Search the material for the word "below" and copy each line that holds it.

→ Material for this task:
════════════════════

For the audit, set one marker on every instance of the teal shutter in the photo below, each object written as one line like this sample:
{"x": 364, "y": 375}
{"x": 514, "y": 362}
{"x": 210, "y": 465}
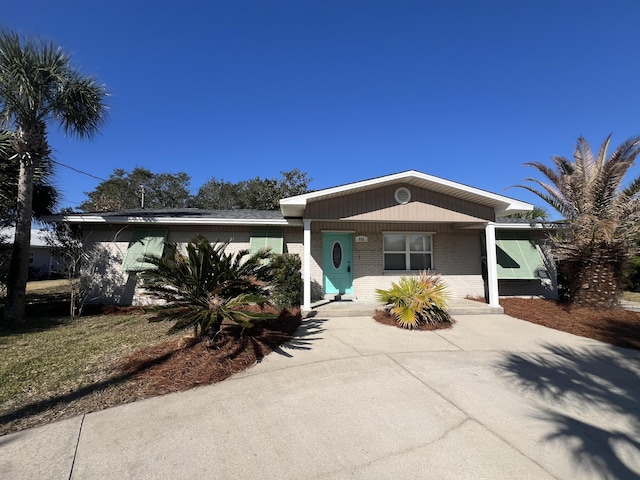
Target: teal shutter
{"x": 518, "y": 258}
{"x": 145, "y": 241}
{"x": 272, "y": 239}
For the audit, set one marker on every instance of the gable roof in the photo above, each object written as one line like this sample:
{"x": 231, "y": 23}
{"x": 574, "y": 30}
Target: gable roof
{"x": 295, "y": 206}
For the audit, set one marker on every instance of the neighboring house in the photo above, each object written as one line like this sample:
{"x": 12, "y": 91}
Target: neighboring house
{"x": 354, "y": 238}
{"x": 42, "y": 264}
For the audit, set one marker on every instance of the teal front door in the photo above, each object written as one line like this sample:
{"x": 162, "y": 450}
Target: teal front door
{"x": 337, "y": 263}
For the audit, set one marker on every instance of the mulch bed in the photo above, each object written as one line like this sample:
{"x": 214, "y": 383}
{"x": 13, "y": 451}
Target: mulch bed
{"x": 178, "y": 365}
{"x": 615, "y": 326}
{"x": 384, "y": 317}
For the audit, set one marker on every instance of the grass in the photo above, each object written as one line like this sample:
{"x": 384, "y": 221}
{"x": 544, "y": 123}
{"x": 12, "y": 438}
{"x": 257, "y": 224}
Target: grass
{"x": 57, "y": 368}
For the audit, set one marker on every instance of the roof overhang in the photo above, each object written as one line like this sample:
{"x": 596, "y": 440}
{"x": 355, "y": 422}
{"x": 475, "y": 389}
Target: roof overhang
{"x": 295, "y": 206}
{"x": 95, "y": 218}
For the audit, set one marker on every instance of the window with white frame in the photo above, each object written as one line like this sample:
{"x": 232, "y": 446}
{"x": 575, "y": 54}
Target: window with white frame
{"x": 410, "y": 251}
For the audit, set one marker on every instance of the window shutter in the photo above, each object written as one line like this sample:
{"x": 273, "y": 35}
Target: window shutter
{"x": 272, "y": 239}
{"x": 145, "y": 241}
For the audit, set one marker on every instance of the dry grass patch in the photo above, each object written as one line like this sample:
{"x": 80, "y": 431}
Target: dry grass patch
{"x": 386, "y": 318}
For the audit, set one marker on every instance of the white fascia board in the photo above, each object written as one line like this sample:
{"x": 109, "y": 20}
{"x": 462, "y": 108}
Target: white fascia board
{"x": 294, "y": 206}
{"x": 176, "y": 220}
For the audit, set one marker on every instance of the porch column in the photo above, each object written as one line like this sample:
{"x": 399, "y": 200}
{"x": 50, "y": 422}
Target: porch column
{"x": 492, "y": 265}
{"x": 306, "y": 266}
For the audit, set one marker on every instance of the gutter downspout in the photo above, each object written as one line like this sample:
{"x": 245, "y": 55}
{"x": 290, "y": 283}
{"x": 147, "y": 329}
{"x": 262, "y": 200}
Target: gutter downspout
{"x": 492, "y": 265}
{"x": 306, "y": 267}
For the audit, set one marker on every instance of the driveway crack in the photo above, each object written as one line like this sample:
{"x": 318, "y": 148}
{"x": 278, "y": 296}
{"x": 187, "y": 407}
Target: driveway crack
{"x": 75, "y": 452}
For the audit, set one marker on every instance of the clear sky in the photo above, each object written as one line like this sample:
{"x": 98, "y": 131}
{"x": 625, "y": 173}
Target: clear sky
{"x": 345, "y": 90}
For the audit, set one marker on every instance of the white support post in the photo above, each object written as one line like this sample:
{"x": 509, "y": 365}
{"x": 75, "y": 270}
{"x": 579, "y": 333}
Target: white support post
{"x": 492, "y": 265}
{"x": 306, "y": 266}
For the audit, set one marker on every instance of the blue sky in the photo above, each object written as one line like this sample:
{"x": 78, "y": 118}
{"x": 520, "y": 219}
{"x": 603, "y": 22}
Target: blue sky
{"x": 343, "y": 89}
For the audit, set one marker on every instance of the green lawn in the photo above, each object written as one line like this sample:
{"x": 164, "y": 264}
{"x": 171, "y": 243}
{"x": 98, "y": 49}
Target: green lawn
{"x": 60, "y": 358}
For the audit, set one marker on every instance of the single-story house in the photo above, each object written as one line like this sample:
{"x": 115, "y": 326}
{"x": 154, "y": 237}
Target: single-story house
{"x": 353, "y": 238}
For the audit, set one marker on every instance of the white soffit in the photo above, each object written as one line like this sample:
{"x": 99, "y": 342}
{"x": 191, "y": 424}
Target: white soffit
{"x": 295, "y": 206}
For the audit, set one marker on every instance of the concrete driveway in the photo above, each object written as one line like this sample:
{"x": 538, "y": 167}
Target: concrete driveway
{"x": 491, "y": 398}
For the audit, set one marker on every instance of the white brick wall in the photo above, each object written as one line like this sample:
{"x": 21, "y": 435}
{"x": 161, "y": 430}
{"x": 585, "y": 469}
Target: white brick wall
{"x": 456, "y": 257}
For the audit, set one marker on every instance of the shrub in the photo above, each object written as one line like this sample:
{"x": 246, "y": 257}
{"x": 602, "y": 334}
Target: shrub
{"x": 287, "y": 281}
{"x": 416, "y": 300}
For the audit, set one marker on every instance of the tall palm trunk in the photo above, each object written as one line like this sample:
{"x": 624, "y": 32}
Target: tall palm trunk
{"x": 31, "y": 147}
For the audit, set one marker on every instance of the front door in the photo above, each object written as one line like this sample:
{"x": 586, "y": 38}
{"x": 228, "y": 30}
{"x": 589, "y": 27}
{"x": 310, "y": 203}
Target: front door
{"x": 337, "y": 262}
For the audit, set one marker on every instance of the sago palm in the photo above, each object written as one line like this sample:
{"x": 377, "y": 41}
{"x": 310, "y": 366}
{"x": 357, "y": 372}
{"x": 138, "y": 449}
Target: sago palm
{"x": 416, "y": 300}
{"x": 602, "y": 217}
{"x": 38, "y": 86}
{"x": 207, "y": 286}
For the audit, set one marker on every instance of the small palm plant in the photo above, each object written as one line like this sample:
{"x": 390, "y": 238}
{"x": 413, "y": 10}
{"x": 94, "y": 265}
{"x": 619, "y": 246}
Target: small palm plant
{"x": 207, "y": 286}
{"x": 416, "y": 300}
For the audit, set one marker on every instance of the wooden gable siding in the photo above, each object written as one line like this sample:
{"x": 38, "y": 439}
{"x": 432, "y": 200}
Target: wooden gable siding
{"x": 380, "y": 205}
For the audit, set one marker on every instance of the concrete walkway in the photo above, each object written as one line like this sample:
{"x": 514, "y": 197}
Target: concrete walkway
{"x": 491, "y": 398}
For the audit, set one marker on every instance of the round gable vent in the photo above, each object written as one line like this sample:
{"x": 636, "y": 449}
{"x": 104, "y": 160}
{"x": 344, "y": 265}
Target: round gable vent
{"x": 402, "y": 195}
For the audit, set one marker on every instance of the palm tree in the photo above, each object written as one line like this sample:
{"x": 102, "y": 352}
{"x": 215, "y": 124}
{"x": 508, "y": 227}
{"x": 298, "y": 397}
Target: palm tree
{"x": 602, "y": 218}
{"x": 207, "y": 286}
{"x": 38, "y": 85}
{"x": 45, "y": 194}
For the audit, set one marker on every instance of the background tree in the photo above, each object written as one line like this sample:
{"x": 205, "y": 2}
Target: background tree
{"x": 123, "y": 191}
{"x": 256, "y": 193}
{"x": 38, "y": 85}
{"x": 603, "y": 218}
{"x": 88, "y": 268}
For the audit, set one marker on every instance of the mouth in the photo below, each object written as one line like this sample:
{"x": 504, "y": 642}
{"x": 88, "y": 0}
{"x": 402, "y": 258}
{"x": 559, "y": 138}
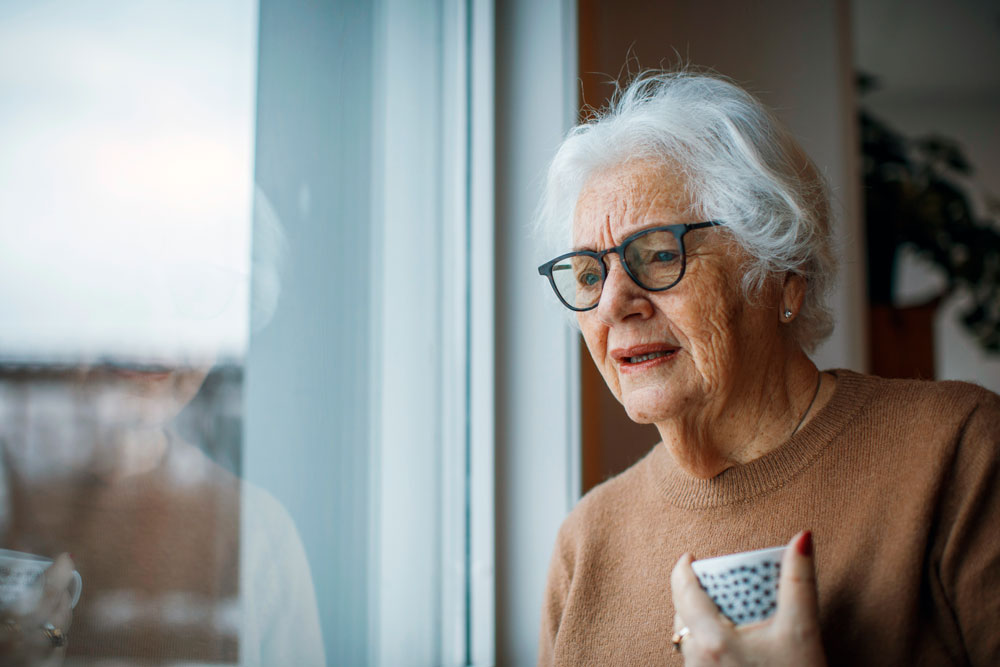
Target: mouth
{"x": 642, "y": 357}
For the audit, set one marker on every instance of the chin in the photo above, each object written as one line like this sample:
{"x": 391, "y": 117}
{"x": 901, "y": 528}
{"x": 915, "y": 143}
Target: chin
{"x": 649, "y": 406}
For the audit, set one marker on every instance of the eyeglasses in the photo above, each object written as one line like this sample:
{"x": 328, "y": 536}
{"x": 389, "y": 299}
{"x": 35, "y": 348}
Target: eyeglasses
{"x": 653, "y": 258}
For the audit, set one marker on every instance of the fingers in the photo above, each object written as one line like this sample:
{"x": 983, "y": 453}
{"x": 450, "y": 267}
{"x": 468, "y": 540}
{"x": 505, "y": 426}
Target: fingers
{"x": 798, "y": 607}
{"x": 692, "y": 604}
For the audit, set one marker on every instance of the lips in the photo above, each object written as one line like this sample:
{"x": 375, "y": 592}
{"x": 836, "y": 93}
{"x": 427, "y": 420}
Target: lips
{"x": 643, "y": 356}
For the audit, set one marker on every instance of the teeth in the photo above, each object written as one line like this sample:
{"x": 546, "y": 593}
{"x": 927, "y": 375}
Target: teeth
{"x": 646, "y": 357}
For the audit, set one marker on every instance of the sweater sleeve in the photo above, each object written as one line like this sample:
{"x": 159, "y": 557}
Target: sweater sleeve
{"x": 556, "y": 591}
{"x": 969, "y": 566}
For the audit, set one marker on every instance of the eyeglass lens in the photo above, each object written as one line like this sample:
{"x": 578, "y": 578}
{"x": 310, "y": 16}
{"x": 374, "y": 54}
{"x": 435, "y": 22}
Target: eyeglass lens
{"x": 654, "y": 260}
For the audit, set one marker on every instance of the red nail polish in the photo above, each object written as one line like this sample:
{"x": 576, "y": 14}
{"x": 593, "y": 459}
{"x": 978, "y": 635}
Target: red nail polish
{"x": 805, "y": 544}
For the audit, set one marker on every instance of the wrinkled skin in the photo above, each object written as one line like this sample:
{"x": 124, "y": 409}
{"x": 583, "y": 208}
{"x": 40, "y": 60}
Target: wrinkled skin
{"x": 738, "y": 382}
{"x": 734, "y": 386}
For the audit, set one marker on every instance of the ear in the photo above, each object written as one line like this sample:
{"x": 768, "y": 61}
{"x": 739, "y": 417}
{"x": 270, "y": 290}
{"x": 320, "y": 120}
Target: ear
{"x": 793, "y": 294}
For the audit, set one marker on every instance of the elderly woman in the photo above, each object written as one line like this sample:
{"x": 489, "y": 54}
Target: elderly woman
{"x": 702, "y": 252}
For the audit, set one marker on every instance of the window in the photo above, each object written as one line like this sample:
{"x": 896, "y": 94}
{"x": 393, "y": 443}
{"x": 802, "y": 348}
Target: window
{"x": 266, "y": 360}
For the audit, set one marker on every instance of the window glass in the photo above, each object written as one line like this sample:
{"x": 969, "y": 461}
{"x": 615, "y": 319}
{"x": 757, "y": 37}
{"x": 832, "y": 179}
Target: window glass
{"x": 125, "y": 263}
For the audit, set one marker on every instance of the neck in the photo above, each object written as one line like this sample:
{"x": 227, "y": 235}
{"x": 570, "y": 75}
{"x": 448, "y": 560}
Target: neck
{"x": 749, "y": 420}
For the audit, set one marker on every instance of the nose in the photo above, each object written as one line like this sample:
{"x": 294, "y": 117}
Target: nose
{"x": 621, "y": 298}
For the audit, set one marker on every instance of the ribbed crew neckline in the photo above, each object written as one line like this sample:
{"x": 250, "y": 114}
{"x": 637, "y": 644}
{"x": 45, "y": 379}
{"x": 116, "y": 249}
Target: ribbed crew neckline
{"x": 775, "y": 469}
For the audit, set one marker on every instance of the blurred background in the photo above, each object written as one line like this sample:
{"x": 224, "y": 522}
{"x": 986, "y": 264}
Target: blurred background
{"x": 293, "y": 237}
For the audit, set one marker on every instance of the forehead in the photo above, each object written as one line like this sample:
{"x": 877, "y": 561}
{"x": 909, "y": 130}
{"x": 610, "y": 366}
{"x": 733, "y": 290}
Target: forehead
{"x": 618, "y": 201}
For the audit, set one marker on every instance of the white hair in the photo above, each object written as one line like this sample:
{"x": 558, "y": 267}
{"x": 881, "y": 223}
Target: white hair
{"x": 739, "y": 164}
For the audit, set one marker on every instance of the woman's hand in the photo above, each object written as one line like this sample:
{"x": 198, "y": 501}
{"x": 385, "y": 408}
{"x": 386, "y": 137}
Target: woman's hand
{"x": 790, "y": 637}
{"x": 38, "y": 636}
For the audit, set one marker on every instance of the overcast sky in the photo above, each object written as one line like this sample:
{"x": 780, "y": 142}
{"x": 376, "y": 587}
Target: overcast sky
{"x": 126, "y": 146}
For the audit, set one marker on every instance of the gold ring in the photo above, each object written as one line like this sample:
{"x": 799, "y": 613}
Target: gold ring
{"x": 57, "y": 638}
{"x": 679, "y": 637}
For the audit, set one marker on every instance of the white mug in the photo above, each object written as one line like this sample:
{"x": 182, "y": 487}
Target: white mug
{"x": 22, "y": 580}
{"x": 743, "y": 585}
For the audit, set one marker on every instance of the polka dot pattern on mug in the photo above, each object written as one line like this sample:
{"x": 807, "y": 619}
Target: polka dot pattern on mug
{"x": 746, "y": 593}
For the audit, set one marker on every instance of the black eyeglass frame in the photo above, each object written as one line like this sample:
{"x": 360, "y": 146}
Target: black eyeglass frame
{"x": 677, "y": 230}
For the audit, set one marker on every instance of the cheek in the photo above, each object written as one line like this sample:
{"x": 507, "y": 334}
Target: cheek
{"x": 709, "y": 325}
{"x": 596, "y": 338}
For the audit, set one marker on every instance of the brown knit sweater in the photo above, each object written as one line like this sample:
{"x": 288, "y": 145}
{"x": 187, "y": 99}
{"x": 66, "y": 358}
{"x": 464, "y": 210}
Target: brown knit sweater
{"x": 898, "y": 481}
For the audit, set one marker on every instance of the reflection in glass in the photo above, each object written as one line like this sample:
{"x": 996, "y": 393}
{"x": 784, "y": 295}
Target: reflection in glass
{"x": 124, "y": 271}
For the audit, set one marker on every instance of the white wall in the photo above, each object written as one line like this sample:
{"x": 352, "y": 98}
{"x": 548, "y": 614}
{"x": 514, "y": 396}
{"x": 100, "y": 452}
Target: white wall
{"x": 970, "y": 119}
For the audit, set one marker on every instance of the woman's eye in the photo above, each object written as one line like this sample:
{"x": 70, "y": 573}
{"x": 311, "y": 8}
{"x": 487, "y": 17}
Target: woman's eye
{"x": 663, "y": 256}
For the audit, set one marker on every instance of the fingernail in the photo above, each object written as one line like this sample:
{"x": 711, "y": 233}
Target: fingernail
{"x": 805, "y": 543}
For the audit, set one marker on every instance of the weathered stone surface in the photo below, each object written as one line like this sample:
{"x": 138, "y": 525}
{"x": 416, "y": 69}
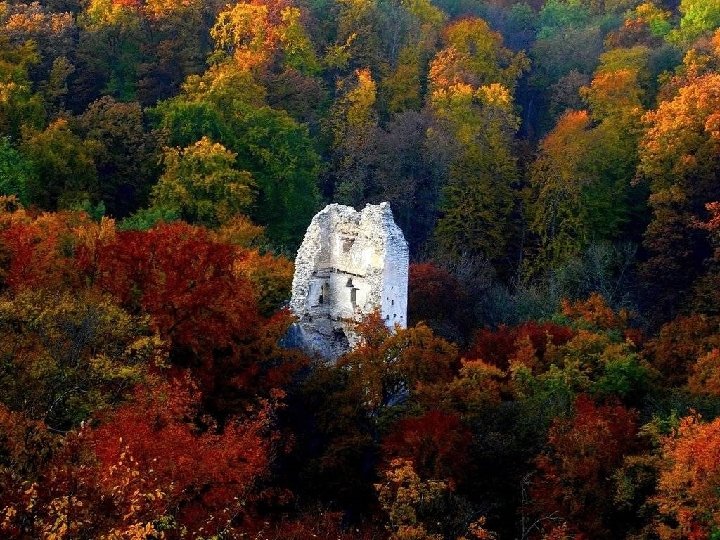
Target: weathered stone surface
{"x": 349, "y": 264}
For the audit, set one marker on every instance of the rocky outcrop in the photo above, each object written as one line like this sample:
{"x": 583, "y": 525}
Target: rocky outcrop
{"x": 350, "y": 264}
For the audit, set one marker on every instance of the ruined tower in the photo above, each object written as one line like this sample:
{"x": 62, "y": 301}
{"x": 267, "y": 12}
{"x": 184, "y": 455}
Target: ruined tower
{"x": 349, "y": 264}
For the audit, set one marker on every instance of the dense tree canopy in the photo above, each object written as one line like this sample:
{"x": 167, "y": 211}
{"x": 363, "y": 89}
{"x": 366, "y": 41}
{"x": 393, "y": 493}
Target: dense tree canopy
{"x": 555, "y": 168}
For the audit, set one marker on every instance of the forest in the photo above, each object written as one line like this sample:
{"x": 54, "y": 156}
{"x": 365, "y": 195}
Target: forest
{"x": 555, "y": 168}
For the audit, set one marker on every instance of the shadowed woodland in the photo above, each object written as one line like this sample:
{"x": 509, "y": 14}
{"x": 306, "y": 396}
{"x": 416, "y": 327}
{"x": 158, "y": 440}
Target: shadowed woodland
{"x": 555, "y": 168}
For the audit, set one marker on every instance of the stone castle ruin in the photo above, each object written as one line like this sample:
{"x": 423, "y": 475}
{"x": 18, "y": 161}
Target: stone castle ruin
{"x": 350, "y": 264}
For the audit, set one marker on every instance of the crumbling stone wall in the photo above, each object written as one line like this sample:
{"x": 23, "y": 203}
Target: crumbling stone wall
{"x": 349, "y": 264}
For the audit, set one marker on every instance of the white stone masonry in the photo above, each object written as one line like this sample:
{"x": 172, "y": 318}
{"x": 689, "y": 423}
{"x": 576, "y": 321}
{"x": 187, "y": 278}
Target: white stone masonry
{"x": 349, "y": 264}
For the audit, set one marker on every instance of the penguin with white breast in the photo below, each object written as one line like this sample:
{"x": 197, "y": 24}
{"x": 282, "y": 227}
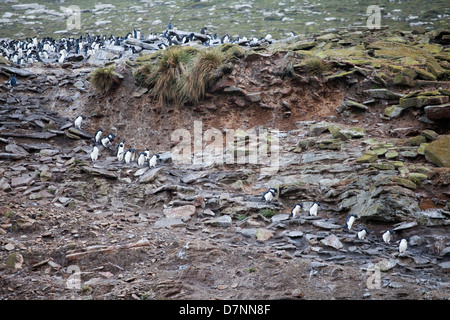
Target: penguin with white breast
{"x": 127, "y": 156}
{"x": 314, "y": 209}
{"x": 147, "y": 154}
{"x": 403, "y": 246}
{"x": 107, "y": 141}
{"x": 98, "y": 135}
{"x": 133, "y": 154}
{"x": 121, "y": 150}
{"x": 141, "y": 159}
{"x": 349, "y": 221}
{"x": 295, "y": 210}
{"x": 387, "y": 236}
{"x": 94, "y": 153}
{"x": 362, "y": 233}
{"x": 78, "y": 121}
{"x": 269, "y": 195}
{"x": 153, "y": 160}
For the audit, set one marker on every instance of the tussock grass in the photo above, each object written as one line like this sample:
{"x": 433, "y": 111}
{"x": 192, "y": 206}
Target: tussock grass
{"x": 316, "y": 66}
{"x": 180, "y": 74}
{"x": 202, "y": 74}
{"x": 104, "y": 79}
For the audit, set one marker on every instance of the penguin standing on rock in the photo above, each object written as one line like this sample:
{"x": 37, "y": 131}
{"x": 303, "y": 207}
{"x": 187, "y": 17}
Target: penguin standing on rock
{"x": 94, "y": 153}
{"x": 363, "y": 233}
{"x": 349, "y": 221}
{"x": 107, "y": 141}
{"x": 98, "y": 135}
{"x": 121, "y": 150}
{"x": 153, "y": 160}
{"x": 403, "y": 246}
{"x": 269, "y": 195}
{"x": 387, "y": 236}
{"x": 78, "y": 121}
{"x": 314, "y": 208}
{"x": 295, "y": 210}
{"x": 127, "y": 156}
{"x": 141, "y": 159}
{"x": 13, "y": 82}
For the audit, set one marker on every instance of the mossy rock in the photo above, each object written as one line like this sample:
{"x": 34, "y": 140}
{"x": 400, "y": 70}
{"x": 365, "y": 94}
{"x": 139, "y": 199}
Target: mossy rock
{"x": 438, "y": 151}
{"x": 393, "y": 111}
{"x": 383, "y": 166}
{"x": 425, "y": 75}
{"x": 379, "y": 151}
{"x": 430, "y": 135}
{"x": 391, "y": 154}
{"x": 367, "y": 157}
{"x": 330, "y": 144}
{"x": 403, "y": 80}
{"x": 433, "y": 48}
{"x": 408, "y": 102}
{"x": 421, "y": 149}
{"x": 409, "y": 73}
{"x": 416, "y": 141}
{"x": 397, "y": 164}
{"x": 417, "y": 178}
{"x": 395, "y": 180}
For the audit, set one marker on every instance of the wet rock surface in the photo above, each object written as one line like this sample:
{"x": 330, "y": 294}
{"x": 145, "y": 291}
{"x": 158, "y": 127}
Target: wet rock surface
{"x": 73, "y": 229}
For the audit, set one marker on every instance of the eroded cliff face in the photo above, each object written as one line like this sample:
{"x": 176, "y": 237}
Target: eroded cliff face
{"x": 352, "y": 136}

════════════════════

→ Response:
For the audit, set one marker on every instance of the teal shutter in the photo below, each object written as one line like this sample:
For the audit, set one marker on every instance of the mouth in the photo below, each object written as one line like this sample:
For the audit, set one marker on every instance of the weathered stone surface in the photo below, each object written as one line like this sample:
For the audit, set one marker on every instance of the penguin with white breast in the photo below, each object written as one line like this sample:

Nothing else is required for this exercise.